__Page text__:
▼▼▼

In the summer of 1955--six years before there was a Peace Corps--a dozen UCLA students set off for India on a nine-week mission of friendship and diplomacy. Their hearts were young and filled with dedication and “Project India” was to affect their lives deeply.
The Project India kids got together again for the first time on Sunday, all but one of them; many in the group had not seen each other since college.
“This Is Your Life!” hollered Ed Peck as Mary Ann (Buford) Green, a late arrival, fell into the arms of Jerry Lewis, another of the “PI Kids.” Peck was the tall fellow wearing his official Project India shirt, a whimsical sacred cow print retrieved from years in storage, and a name tag identifying him as Edward Peck, student guest, at a Rotary meeting in Lucknow, India, on Aug. 19, 1955.
“Ed -ward , is it!” teased the others, one of them giving the former U.S. ambassador to Mauritania a hail-fellow-well-met slap on the back.

▲▲▲

(Data records)

▼▼▼

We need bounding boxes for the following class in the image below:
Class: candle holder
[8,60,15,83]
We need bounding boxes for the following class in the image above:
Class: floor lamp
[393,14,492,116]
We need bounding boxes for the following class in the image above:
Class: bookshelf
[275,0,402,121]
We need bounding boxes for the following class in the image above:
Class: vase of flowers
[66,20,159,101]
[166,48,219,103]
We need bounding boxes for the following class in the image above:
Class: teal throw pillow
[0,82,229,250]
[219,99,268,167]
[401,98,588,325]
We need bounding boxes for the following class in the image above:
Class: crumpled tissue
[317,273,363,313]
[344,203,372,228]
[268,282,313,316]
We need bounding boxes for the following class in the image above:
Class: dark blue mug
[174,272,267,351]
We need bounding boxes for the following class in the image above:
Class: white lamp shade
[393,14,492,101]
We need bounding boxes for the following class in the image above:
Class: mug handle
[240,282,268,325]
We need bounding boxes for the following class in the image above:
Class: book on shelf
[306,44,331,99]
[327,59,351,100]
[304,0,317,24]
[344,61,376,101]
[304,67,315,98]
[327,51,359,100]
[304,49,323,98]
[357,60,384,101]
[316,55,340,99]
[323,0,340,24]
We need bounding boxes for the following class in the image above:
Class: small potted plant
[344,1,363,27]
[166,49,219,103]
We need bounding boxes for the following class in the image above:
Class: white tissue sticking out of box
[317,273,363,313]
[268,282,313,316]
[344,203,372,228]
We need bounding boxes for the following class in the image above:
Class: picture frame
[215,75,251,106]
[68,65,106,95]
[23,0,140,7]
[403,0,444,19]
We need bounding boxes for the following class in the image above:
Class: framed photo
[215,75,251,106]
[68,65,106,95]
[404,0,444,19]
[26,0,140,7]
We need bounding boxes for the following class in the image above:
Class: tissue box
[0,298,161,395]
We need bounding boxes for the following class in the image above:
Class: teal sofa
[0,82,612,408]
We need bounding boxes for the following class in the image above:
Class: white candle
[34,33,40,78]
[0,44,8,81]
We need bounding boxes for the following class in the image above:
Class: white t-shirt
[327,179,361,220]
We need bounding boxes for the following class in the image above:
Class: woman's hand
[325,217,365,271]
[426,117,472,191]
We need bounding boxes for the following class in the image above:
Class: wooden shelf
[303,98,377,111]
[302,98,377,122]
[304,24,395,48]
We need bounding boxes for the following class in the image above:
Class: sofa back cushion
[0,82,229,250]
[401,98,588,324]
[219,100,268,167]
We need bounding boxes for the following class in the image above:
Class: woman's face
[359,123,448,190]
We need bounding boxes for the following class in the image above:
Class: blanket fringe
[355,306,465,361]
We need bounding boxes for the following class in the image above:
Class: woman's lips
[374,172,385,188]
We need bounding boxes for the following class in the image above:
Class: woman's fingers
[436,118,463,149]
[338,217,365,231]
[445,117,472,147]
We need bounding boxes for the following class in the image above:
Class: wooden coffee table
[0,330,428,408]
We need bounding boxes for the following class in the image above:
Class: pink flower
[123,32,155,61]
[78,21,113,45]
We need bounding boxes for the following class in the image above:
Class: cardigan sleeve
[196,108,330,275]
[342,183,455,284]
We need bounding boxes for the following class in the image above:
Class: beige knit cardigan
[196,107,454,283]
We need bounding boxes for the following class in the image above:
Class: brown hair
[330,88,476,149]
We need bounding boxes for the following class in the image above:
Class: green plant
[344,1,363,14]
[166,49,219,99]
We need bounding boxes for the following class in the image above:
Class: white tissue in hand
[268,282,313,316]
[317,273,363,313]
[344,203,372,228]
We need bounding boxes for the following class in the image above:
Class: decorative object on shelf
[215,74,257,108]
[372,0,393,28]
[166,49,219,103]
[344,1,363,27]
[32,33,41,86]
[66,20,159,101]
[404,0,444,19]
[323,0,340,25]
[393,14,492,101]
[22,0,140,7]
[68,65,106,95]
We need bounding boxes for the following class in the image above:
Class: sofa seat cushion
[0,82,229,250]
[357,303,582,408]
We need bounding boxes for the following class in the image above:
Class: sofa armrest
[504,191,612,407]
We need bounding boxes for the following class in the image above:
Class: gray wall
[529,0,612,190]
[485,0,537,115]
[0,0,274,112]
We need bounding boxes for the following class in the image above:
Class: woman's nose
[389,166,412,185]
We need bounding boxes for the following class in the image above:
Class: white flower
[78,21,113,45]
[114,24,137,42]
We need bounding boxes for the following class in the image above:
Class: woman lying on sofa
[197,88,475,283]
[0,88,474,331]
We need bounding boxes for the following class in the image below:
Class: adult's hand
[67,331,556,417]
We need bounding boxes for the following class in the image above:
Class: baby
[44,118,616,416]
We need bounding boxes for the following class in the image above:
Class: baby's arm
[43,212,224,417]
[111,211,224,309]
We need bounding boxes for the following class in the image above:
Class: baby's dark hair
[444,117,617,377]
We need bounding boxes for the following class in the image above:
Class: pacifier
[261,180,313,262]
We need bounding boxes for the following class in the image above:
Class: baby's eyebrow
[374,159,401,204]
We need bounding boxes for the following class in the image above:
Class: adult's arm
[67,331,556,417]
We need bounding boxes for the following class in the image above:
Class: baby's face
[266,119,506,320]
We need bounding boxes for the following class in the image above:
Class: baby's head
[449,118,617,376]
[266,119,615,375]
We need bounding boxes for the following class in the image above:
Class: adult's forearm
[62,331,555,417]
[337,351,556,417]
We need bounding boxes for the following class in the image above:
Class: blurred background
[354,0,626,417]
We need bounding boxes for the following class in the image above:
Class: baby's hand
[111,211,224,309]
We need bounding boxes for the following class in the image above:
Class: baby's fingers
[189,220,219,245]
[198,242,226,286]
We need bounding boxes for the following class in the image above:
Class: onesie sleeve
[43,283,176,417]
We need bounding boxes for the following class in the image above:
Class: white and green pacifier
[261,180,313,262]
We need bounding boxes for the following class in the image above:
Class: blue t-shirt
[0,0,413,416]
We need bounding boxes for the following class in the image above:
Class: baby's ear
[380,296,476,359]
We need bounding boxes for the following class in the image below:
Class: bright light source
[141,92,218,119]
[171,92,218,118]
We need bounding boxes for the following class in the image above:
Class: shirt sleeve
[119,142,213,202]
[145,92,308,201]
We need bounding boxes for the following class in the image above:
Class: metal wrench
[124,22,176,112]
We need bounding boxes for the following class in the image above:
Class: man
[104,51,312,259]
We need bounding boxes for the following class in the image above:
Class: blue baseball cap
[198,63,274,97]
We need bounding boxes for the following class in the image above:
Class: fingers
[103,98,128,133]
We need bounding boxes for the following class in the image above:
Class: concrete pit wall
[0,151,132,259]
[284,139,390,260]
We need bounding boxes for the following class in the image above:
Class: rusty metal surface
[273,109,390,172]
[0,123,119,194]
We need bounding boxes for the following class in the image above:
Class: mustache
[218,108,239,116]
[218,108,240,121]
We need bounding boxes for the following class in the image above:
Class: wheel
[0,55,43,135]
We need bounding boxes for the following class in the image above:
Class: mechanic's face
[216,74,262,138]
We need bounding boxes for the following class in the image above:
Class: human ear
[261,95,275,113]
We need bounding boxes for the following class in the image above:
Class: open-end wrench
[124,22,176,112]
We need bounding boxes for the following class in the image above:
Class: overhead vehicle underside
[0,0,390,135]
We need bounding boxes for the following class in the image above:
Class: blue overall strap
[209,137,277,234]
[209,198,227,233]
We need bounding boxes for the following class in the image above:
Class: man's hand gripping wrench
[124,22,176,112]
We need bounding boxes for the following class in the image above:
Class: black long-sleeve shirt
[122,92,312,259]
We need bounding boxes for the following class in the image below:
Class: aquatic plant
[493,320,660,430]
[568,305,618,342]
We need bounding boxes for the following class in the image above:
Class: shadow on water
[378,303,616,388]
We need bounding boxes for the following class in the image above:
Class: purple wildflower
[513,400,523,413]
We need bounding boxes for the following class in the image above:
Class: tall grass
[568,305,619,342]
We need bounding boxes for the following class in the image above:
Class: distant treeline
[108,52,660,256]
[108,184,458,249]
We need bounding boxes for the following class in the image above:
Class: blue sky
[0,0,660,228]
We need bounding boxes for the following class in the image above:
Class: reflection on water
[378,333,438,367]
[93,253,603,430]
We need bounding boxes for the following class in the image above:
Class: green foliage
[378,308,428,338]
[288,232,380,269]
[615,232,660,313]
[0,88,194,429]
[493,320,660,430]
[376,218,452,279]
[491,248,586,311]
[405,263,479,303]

▲▲▲

__Your task__:
Answer these questions from the Project India text.
(a) How many weeks did the 1955 mission to India last?
(b) What print was on Ed Peck's official Project India shirt?
(c) In which city was the Rotary meeting named on Peck's name tag held?

__Task response__:
(a) Nine weeks.
(b) A whimsical sacred cow print.
(c) Lucknow, India.